--- RECORD LIST ---

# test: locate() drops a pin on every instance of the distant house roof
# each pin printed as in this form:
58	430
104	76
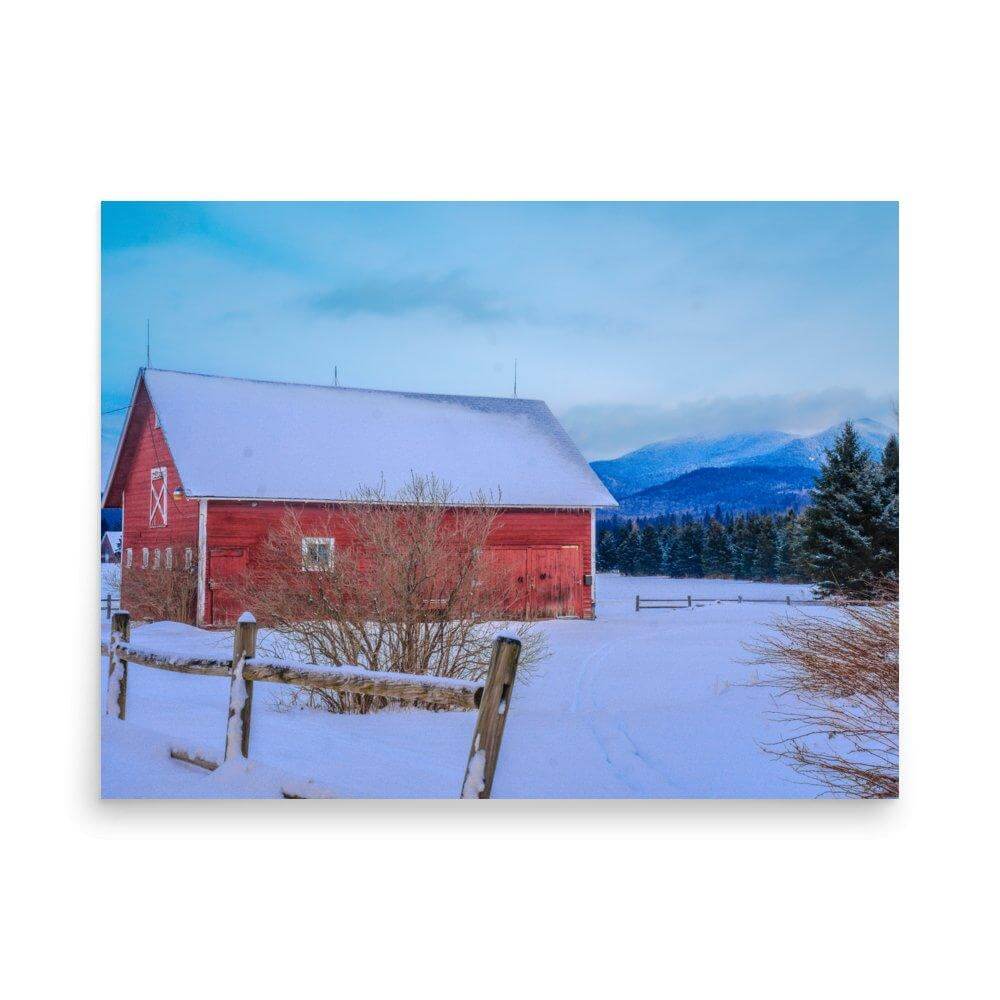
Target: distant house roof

---
--- RECORD LIST ---

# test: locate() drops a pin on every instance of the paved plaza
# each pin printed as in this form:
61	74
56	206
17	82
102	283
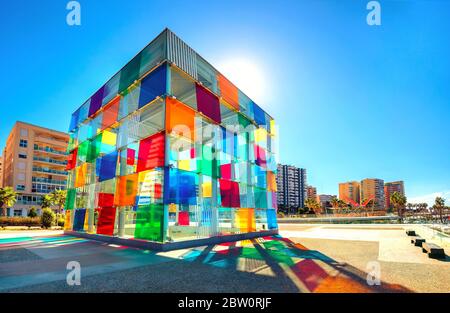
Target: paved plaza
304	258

---
--- RECORD LIST ---

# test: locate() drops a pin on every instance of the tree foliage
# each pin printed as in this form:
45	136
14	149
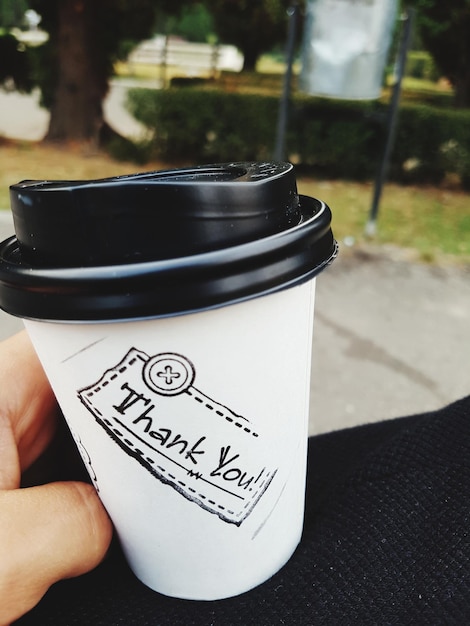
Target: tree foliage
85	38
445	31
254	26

---

§ **REQUIRED WORK**
Please output the data word for word, starting with the line that contains "the distant house roof" and going on through the line that contains "Target: distant house roof", both included. Leave the pictures out of your answer.

§ **EXPECTED ANSWER**
# test: locate() drops a pin on every instance of the distant house roof
# each pin printed as in this form:
58	430
104	76
Target: distant house roof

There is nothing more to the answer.